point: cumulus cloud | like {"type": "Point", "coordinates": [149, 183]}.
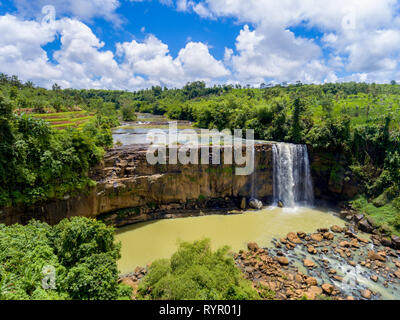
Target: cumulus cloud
{"type": "Point", "coordinates": [84, 10]}
{"type": "Point", "coordinates": [363, 36]}
{"type": "Point", "coordinates": [360, 40]}
{"type": "Point", "coordinates": [81, 61]}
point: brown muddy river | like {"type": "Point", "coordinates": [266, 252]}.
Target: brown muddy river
{"type": "Point", "coordinates": [145, 242]}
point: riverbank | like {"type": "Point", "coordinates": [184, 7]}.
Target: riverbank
{"type": "Point", "coordinates": [330, 264]}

====

> Work to do
Reproduce every line of the entries above, requests included, and shift each coordinate in the answer points up by 126. Leave the coordinates in the requests' format samples unchanged, and omit the pictures.

> The response
point: cumulus cloud | like {"type": "Point", "coordinates": [149, 183]}.
Target: cumulus cloud
{"type": "Point", "coordinates": [210, 136]}
{"type": "Point", "coordinates": [489, 162]}
{"type": "Point", "coordinates": [486, 166]}
{"type": "Point", "coordinates": [207, 187]}
point: brown muddy river | like {"type": "Point", "coordinates": [266, 252]}.
Target: brown muddy river
{"type": "Point", "coordinates": [271, 368]}
point: riverbank | like {"type": "Point", "coordinates": [184, 7]}.
Target: riverbank
{"type": "Point", "coordinates": [456, 390]}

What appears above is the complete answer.